--- Extract ---

State v. Ivey, 230 N.C. 172 (1949)

March 23, 1949 · Supreme Court of North Carolina
230 N.C. 172


(Filed 23 March, 1949.)

1. Criminal Law §§ 56, 83—

Where the warrant upon which defendant is convicted fails to charge a criminal offense the court acquires no jurisdiction of defendant, and its judgment will be arrested even if the Supreme Court must act ex mero motu.

2. Fornication and Adultery § 2—

The offense of fornication and adultery is statutory, and therefore the essential elements of the offense must be set forth in the warrant or bill of indictment. G.S. 14-184.

S. Fornication and Adultery § 1—

The statutory offense of fornication and adultery is the lascivious cohabitation by a man and a woman who are not married to each other, which implies habitual intercourse.

4. Fornication and Adultery § 2—

A warrant charging that defendant did lewdly and lasciviously associate with a woman to whom he was not married and “did engage in an act of intercourse” with her, fails to charge the statutory offense of fornication and adultery, and judgment against defendant is arrested by the Supreme Court ex mero motu.

Appeal by defendant from Williams, J., at November Term, 194:8, of HabNett.

Criminal prosecution begun in the recorder’s court of Dunn, North Carolina, upon a warrant based on affidavit charging that defendant (1) “did unlawfully and willfully lewdly and lasciviously associate with and did engage in an act of intercourse with Pauline Hodges, not being married to the said Pauline Hodges,” and (2) “did have in his possession 3% gallons of non-tax paid whiskey for the purpose of sale . . .,” etc.

---

◆ Instruction
Answer these questions from the excerpt on State v. Ivey:
(a) When a warrant fails to charge a criminal offense, what happens to the court's jurisdiction and to its judgment?
(b) What does lascivious cohabitation imply, according to the excerpt's definition of the statutory offense?
(c) In what court was the criminal prosecution begun?

--- Data supplied ---

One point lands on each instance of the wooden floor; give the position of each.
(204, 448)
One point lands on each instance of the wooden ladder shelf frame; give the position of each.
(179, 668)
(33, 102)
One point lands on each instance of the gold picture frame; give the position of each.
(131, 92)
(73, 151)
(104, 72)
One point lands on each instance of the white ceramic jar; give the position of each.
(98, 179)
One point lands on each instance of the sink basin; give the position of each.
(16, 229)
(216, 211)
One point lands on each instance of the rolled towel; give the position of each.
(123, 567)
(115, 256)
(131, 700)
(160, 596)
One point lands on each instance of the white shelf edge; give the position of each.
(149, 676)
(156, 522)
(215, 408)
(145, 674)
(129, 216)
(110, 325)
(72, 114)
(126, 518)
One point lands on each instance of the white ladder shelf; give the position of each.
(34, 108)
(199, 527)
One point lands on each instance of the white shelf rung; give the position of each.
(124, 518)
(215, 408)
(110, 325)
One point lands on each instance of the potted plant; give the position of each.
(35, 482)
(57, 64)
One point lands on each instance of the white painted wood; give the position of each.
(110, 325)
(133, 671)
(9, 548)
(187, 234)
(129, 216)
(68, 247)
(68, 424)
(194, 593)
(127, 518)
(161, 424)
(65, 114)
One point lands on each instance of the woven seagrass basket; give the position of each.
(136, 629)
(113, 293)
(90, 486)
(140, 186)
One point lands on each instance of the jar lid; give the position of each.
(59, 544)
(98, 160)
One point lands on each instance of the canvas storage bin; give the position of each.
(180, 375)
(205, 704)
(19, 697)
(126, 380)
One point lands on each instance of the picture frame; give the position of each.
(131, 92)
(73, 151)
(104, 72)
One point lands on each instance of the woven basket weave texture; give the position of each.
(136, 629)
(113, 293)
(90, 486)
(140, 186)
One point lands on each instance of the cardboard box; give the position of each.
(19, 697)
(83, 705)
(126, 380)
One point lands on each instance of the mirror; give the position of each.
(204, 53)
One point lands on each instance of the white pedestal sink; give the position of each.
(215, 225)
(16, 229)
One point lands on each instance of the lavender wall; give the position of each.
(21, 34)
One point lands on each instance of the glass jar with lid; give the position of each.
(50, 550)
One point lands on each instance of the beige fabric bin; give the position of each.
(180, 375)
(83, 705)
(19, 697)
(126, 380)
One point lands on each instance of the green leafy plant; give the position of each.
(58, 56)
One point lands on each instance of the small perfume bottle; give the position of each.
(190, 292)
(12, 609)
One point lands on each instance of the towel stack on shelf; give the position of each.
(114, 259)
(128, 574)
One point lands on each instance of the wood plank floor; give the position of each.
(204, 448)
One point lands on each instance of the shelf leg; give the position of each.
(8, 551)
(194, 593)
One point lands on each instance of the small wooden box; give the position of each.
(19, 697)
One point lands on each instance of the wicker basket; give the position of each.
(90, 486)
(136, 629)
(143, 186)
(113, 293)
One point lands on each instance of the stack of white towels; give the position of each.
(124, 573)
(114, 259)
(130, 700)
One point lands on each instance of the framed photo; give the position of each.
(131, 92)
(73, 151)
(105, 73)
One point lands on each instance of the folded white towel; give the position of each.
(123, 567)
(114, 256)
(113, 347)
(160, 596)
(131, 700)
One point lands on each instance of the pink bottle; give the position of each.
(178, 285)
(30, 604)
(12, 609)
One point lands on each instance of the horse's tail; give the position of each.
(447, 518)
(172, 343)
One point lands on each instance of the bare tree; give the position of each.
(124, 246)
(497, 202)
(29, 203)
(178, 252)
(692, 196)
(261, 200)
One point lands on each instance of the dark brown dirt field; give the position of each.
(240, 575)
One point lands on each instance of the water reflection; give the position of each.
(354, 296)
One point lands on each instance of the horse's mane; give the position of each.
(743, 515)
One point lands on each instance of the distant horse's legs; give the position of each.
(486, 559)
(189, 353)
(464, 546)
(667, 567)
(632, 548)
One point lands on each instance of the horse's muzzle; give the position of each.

---

◆ Result of the task
(a) The court acquires no jurisdiction of the defendant, and its judgment will be arrested even if the Supreme Court must act ex mero motu.
(b) It implies habitual intercourse.
(c) It was begun in the recorder's court of Dunn, North Carolina.